▶ _Short exercise_: In the items below, take the lines between the one holding "Q: Point out the white sneaker" and the one holding "[0,321,187,893]", inclusive, and put them into a JSON list of strings, one string per line, skipping blank lines.

● ● ● ●

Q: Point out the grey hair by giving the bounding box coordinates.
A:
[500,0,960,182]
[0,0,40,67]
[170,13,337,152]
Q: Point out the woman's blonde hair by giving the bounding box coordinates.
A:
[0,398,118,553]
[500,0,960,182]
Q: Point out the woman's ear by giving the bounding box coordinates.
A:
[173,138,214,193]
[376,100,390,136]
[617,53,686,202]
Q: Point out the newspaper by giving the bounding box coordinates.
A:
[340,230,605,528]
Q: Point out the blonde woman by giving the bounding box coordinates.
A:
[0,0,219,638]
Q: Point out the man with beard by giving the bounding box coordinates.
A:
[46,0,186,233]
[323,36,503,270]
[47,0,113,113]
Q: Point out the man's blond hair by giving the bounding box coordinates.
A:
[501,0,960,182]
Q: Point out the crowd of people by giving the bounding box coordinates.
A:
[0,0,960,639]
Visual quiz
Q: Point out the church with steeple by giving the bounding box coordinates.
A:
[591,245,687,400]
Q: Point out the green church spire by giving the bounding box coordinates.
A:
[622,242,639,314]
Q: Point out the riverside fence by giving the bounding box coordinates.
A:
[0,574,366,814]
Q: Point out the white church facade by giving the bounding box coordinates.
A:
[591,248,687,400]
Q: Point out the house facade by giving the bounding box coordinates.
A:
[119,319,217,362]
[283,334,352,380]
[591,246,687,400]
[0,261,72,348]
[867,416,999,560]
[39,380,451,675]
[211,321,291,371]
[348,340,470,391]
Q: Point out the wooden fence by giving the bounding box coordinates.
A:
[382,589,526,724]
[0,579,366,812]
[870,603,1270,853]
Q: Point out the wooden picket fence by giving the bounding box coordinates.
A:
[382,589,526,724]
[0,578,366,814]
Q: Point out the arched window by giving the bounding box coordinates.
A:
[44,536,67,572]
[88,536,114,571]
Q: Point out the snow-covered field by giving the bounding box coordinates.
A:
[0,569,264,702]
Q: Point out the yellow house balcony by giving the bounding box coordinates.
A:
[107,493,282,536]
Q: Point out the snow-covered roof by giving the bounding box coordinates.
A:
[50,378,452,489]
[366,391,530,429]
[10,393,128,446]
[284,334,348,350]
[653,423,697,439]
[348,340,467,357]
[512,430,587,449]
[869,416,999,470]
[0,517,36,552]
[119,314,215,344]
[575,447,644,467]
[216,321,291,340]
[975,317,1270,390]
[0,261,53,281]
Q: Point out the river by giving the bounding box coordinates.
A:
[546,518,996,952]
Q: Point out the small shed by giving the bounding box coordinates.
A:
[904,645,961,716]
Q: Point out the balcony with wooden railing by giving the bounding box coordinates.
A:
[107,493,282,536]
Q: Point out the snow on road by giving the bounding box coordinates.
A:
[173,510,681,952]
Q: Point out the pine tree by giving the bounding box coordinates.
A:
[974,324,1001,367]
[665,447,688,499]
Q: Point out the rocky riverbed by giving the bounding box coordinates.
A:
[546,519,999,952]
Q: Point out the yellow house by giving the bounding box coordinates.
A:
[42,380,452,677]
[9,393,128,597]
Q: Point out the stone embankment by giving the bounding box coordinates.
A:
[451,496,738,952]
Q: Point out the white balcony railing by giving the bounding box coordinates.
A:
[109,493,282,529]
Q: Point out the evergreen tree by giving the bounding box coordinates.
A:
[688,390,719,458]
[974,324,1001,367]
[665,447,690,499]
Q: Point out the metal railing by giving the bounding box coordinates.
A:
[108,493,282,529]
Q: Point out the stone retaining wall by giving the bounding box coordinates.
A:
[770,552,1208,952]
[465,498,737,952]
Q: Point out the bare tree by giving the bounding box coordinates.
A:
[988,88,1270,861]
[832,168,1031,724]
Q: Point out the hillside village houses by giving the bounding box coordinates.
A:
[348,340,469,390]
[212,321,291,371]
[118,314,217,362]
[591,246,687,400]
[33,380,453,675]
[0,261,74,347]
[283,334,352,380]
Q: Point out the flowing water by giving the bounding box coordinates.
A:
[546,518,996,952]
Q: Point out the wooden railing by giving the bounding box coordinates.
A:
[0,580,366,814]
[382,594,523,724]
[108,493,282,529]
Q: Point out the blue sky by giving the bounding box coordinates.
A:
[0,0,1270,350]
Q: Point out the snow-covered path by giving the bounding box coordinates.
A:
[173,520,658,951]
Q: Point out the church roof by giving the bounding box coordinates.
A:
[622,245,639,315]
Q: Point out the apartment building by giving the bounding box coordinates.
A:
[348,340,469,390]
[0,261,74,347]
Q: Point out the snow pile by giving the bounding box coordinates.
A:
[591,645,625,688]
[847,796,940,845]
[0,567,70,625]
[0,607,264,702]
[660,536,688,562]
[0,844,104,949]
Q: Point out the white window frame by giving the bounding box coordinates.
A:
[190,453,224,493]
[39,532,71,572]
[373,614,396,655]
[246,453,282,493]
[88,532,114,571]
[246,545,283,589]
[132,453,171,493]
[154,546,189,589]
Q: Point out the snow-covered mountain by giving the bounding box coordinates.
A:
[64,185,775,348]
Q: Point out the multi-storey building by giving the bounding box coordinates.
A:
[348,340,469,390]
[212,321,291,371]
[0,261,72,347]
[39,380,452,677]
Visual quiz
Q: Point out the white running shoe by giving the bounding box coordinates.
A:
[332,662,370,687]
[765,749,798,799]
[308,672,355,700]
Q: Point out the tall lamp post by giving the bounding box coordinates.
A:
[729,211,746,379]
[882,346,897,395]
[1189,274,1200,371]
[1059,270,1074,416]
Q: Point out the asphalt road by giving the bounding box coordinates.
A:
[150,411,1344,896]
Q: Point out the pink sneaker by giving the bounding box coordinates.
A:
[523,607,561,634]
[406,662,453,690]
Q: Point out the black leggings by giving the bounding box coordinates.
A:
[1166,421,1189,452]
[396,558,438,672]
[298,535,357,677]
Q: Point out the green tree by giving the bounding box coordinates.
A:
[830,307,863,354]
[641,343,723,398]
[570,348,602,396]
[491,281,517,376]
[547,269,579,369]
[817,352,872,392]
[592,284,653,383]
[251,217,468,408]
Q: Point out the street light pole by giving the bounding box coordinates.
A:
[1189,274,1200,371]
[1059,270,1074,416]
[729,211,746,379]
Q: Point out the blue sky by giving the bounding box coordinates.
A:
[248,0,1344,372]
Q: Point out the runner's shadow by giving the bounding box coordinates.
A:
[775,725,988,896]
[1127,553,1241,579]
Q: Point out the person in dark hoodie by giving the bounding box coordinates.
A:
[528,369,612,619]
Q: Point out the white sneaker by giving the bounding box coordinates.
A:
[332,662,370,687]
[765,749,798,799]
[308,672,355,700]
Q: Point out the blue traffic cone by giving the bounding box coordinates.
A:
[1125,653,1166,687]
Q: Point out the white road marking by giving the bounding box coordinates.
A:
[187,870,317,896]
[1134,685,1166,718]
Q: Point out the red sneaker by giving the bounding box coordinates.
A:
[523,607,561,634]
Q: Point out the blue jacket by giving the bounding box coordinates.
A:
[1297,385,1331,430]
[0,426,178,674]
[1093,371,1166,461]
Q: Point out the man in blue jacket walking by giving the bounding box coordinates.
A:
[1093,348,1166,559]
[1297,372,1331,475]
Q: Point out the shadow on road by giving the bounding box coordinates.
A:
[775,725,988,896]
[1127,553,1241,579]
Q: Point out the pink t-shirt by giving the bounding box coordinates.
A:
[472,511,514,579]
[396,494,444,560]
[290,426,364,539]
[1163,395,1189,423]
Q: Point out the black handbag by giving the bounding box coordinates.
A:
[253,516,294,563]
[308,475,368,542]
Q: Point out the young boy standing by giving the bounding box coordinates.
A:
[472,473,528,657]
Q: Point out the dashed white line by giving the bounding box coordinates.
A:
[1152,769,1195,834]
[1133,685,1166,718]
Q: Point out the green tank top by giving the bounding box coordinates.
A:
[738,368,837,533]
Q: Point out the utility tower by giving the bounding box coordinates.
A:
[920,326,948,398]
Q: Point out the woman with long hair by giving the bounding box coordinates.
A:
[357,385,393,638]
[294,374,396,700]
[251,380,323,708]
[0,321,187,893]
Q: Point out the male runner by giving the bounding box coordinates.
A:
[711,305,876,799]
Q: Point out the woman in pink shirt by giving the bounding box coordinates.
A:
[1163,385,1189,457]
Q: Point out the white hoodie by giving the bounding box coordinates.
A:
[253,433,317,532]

● ● ● ●

▶ _Correct response_:
[
  "Q: Point out the white sneaker by giving the bounding box coordinates.",
  "A:",
  "[332,662,370,687]",
  "[765,749,798,799]",
  "[308,672,355,700]",
  "Q: Point out the blue traffic cone by giving the bounding box coordinates.",
  "A:",
  "[1125,653,1166,687]",
  "Q: Point out the white road marking by giving the bounding box coordinates.",
  "A:",
  "[187,870,317,896]",
  "[1134,685,1166,718]",
  "Q: Point out the red sneaker by giving the bounding box coordinates.",
  "A:",
  "[523,607,561,634]",
  "Q: Point out the blue jacket by giving the bounding box coordinates.",
  "A:",
  "[1297,385,1331,430]",
  "[0,426,178,674]",
  "[1093,371,1166,461]",
  "Q: Point out the man in blue jacket walking by giving the bounding box coordinates.",
  "A:",
  "[1093,348,1166,559]",
  "[1297,372,1331,475]",
  "Q: Point out the shadow on road by giving the bounding box coordinates.",
  "A:",
  "[775,725,988,896]",
  "[1127,553,1241,579]",
  "Q: Point out the pink t-shirt by giving the bounding box coordinates.",
  "A:",
  "[472,511,514,579]",
  "[396,494,444,560]",
  "[290,426,364,539]",
  "[1163,395,1189,423]",
  "Q: Point out the black handbag by giving the bounding box coordinates.",
  "A:",
  "[253,516,294,563]",
  "[308,475,368,542]",
  "Q: Point out the young boy standing by giving the bounding box coordinates.",
  "A:",
  "[472,473,528,657]",
  "Q: Point out the dashed white line by giving the bounding box coordinates.",
  "A:",
  "[1152,769,1195,834]",
  "[1133,685,1166,718]",
  "Q: Point out the green tank top by giving the bounding box coordinates.",
  "A:",
  "[738,368,837,533]",
  "Q: Point out the utility tower by giving the bounding box coordinates.",
  "A:",
  "[920,326,948,398]",
  "Q: Point out the woman with long hair by giving the bounding box coordinates.",
  "A:",
  "[357,385,393,638]",
  "[294,374,396,700]",
  "[251,380,323,708]",
  "[0,321,187,893]"
]